◆ Aim
Write out the data word for word, everything from its first line down to the line containing "155], [337, 156]]", with both of those lines included.

◆ Record set

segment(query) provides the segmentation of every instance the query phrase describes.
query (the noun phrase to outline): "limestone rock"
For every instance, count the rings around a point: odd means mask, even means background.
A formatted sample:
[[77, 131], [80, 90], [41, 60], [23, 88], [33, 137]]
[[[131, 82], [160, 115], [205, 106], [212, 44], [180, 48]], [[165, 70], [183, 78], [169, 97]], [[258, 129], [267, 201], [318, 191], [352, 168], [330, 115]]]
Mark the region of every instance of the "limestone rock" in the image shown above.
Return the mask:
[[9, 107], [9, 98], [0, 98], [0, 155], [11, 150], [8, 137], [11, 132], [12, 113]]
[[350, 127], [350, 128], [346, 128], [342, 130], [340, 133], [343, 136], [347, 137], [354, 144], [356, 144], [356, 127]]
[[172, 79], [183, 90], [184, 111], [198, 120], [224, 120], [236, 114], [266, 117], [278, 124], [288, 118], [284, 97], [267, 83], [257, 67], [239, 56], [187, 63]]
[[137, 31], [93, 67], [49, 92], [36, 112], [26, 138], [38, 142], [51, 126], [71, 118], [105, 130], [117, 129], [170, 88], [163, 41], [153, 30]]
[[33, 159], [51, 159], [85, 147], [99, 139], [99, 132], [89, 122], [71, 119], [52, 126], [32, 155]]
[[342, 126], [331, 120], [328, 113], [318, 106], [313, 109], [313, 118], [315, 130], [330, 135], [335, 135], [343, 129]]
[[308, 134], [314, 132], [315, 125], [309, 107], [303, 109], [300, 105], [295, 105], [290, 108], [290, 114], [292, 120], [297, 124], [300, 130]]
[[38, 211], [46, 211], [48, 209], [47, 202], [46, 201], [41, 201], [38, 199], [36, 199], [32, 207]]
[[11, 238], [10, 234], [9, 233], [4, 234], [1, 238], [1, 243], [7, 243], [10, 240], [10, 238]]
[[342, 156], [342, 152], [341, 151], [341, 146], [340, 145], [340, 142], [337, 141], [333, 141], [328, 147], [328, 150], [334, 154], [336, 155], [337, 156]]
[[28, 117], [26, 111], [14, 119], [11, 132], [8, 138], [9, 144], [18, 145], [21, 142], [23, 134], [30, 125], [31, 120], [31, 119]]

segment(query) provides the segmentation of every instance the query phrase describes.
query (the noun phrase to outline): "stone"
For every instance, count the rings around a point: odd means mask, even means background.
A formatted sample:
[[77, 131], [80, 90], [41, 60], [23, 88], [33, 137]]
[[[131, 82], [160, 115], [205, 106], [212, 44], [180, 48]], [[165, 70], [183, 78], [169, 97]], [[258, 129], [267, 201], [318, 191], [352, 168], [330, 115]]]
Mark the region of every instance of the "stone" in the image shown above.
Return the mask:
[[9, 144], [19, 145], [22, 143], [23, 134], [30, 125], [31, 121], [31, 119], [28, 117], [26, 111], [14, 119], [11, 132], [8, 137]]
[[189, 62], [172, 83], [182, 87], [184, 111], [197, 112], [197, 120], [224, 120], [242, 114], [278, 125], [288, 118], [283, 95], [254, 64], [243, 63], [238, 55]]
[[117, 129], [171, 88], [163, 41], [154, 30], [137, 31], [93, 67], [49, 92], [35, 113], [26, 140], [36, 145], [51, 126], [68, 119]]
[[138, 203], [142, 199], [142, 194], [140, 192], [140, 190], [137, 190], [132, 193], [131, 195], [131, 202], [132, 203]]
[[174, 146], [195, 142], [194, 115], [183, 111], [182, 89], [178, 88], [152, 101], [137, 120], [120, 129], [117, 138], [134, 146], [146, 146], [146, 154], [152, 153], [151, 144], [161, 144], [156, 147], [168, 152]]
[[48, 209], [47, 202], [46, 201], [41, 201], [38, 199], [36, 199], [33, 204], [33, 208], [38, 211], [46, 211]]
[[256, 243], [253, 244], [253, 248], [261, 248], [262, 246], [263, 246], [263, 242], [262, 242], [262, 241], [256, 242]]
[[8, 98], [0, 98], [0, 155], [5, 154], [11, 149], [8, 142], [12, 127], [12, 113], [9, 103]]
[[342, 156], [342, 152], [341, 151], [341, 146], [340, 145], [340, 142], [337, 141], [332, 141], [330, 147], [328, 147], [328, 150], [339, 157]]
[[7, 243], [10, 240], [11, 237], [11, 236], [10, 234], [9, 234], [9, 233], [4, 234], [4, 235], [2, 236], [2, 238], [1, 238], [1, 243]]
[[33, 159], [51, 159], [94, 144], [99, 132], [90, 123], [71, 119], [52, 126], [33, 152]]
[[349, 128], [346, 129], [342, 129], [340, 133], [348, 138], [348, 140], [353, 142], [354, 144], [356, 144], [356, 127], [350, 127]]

◆ Response to this task
segment(query) provides the segmentation of every instance the query phrase describes.
query (the noun phrase to outline): "limestone rock"
For every instance, count the rings around a point: odd means mask, even means background.
A formatted sample:
[[77, 131], [80, 90], [41, 60], [23, 88], [33, 137]]
[[[131, 82], [160, 115], [205, 106], [212, 44], [180, 48]], [[165, 70], [183, 78], [169, 97]], [[258, 129], [267, 201], [318, 191], [352, 168], [330, 115]]]
Mark the region of every instance of the "limestone rock" in the image shown above.
Return the mask:
[[9, 107], [9, 98], [0, 98], [0, 155], [11, 150], [8, 137], [11, 132], [12, 113]]
[[350, 127], [350, 128], [346, 128], [342, 130], [340, 133], [343, 136], [347, 137], [354, 144], [356, 144], [356, 127]]
[[172, 79], [183, 90], [184, 111], [198, 120], [224, 120], [236, 114], [266, 117], [278, 124], [288, 118], [284, 97], [267, 83], [257, 67], [239, 56], [187, 63]]
[[137, 31], [93, 67], [49, 92], [36, 112], [26, 138], [38, 142], [51, 126], [71, 118], [105, 130], [117, 129], [170, 88], [163, 41], [153, 30]]
[[33, 159], [51, 159], [85, 147], [99, 139], [99, 132], [89, 122], [71, 119], [52, 126], [32, 155]]
[[342, 126], [331, 120], [328, 113], [318, 106], [313, 109], [313, 118], [315, 130], [330, 135], [335, 135], [343, 129]]
[[308, 134], [314, 132], [315, 125], [309, 107], [303, 109], [300, 105], [295, 105], [290, 108], [290, 114], [292, 120], [297, 124], [300, 130]]
[[38, 211], [46, 211], [48, 209], [47, 202], [46, 201], [41, 201], [38, 199], [36, 199], [32, 207]]
[[11, 238], [10, 234], [9, 233], [4, 234], [1, 238], [1, 243], [7, 243], [10, 240], [10, 238]]
[[342, 156], [342, 152], [341, 151], [341, 146], [340, 145], [340, 142], [337, 141], [333, 141], [328, 147], [328, 150], [334, 154], [336, 155], [337, 156]]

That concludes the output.